*** Opening Extracted data ***

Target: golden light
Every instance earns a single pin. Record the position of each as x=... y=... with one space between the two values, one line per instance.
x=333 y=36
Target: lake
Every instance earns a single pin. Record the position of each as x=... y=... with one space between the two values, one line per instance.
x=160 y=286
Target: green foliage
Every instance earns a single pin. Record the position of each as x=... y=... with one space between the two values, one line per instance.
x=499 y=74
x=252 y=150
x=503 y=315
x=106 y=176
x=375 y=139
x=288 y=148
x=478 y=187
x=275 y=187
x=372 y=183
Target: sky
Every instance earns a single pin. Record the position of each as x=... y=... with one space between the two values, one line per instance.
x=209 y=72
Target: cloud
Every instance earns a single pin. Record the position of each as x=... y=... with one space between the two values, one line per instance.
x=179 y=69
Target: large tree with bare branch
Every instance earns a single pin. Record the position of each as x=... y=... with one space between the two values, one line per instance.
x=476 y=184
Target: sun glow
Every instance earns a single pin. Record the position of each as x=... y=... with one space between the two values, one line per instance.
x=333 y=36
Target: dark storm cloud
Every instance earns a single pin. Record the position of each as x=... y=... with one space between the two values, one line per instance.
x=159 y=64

*** Closing Extracted data ***
*** Opening Extracted data ***

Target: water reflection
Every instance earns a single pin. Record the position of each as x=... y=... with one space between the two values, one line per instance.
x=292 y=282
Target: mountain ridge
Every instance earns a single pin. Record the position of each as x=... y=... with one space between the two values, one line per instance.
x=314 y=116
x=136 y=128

*** Closing Extracted data ***

Goal of the exercise:
Once the lines of the entries containing the word "Target" have been counted, report the number alone.

Answer to this exercise:
10